■ **SOURCE MATERIAL**
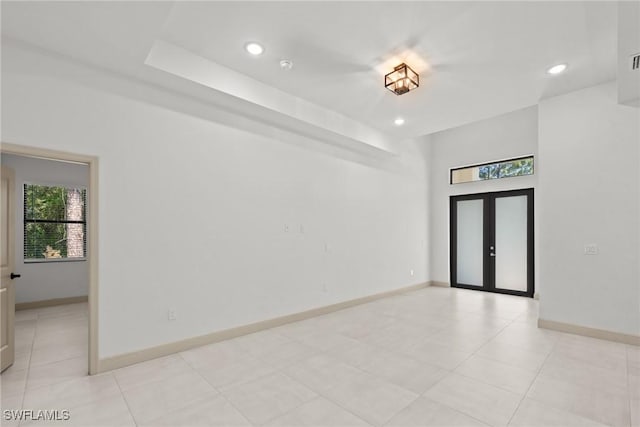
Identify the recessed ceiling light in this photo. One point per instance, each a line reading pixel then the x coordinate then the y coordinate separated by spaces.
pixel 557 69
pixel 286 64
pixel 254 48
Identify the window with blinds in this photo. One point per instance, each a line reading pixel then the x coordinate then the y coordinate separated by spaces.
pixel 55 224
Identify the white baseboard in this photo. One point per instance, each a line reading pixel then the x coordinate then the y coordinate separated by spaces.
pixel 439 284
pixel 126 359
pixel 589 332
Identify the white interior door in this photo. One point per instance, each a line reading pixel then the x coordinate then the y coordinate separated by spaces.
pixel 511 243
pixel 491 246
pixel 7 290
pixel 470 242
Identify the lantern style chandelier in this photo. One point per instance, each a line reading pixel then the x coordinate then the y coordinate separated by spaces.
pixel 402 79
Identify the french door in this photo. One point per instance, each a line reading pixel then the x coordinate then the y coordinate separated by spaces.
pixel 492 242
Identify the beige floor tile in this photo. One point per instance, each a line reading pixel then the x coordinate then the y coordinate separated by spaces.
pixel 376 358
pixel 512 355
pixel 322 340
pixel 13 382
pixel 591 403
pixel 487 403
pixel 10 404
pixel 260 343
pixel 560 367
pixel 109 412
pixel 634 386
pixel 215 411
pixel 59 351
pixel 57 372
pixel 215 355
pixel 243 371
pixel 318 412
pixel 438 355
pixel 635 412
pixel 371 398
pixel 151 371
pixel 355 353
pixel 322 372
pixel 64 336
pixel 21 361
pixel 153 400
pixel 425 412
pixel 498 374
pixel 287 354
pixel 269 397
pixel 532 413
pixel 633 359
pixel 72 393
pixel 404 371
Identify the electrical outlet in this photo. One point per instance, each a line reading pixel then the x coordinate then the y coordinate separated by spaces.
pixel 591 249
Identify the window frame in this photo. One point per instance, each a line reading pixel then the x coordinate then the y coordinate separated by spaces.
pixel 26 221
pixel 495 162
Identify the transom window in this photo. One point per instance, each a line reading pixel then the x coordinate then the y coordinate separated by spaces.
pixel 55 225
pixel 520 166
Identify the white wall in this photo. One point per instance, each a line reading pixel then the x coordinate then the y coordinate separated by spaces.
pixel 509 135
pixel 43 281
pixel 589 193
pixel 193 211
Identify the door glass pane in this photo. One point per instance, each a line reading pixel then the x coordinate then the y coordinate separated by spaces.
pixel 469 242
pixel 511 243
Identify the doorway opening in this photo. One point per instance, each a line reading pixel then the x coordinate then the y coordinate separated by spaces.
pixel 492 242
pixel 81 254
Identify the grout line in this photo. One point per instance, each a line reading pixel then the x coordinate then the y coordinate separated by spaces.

■ **WHAT YOU WILL DO**
Reprint the whole listing above exactly, taking out the pictures.

■ **TASK RESPONSE**
Identify the recessed ceiling light in this photo. One point per instance, each a line reading pixel then the x coordinate then the y coordinate separated by spaces.
pixel 557 69
pixel 286 64
pixel 254 48
Identify the window with blinds in this photo. One point per instance, each a line reading pixel then the x coordinate then the y coordinate separated by spaces.
pixel 55 224
Identify the white baseboard in this photo. One point per instance, each a line reading pixel then the x coordinate then the y coordinate separated by spaces.
pixel 439 284
pixel 126 359
pixel 589 332
Identify the white interior door in this photo. One point per instance, each a line reading pixel then the x coordinate then the y coordinate separated by spaces.
pixel 511 243
pixel 491 246
pixel 7 290
pixel 470 242
Identify the lantern style chandelier in this photo. One point per instance, each a line reading pixel then the x coordinate then the y coordinate separated by spaces.
pixel 402 79
Identify the french door in this photo. One point per instance, each a line reading pixel then the x coordinate then the y coordinate separated by spaces.
pixel 492 242
Identify the beige floor tile in this photo. One point per instance, each a line reading pixel then the x coordinate then the y coordinate separated by spaces.
pixel 376 358
pixel 512 355
pixel 322 340
pixel 13 382
pixel 591 403
pixel 487 403
pixel 10 404
pixel 260 343
pixel 560 367
pixel 109 412
pixel 634 386
pixel 215 411
pixel 59 351
pixel 57 372
pixel 215 355
pixel 243 371
pixel 318 412
pixel 438 355
pixel 635 412
pixel 371 398
pixel 151 371
pixel 355 353
pixel 322 372
pixel 64 336
pixel 21 361
pixel 153 400
pixel 425 412
pixel 498 374
pixel 287 354
pixel 269 397
pixel 532 413
pixel 633 359
pixel 72 393
pixel 404 371
Identify the electrical outlet in this photo. One point per instance, each a line reading pixel then the x coordinate then the y coordinate separated by spaces.
pixel 591 249
Identify the window frame in this photo. One point per instance, each a line reading pixel then the x coordinate then the y coordinate separated by spaces.
pixel 26 221
pixel 495 162
Identify the transom window in this photo. One point per instance, each a line reading pixel then the x coordinate then the y coordinate separated by spaces.
pixel 55 225
pixel 520 166
Identify the white wall in this photo. One point per instance, each a line reading pixel then the x coordinate then the y coordinate separated by spaces.
pixel 509 135
pixel 43 281
pixel 589 193
pixel 193 211
Identify the door glass pane in this photo. One point per instance, each a line reading pixel then the x coordinate then the y coordinate separated by spaces.
pixel 469 242
pixel 511 243
Identify the doorway opening in this photo. One point per instance, each a line reading pixel then the x coordinate then the y coordinate separated by spaces.
pixel 492 242
pixel 81 254
Identify the grout line in this photo. One point per instance, each a line reading pixel then the x coordinate then the y coordinate separated by spaces.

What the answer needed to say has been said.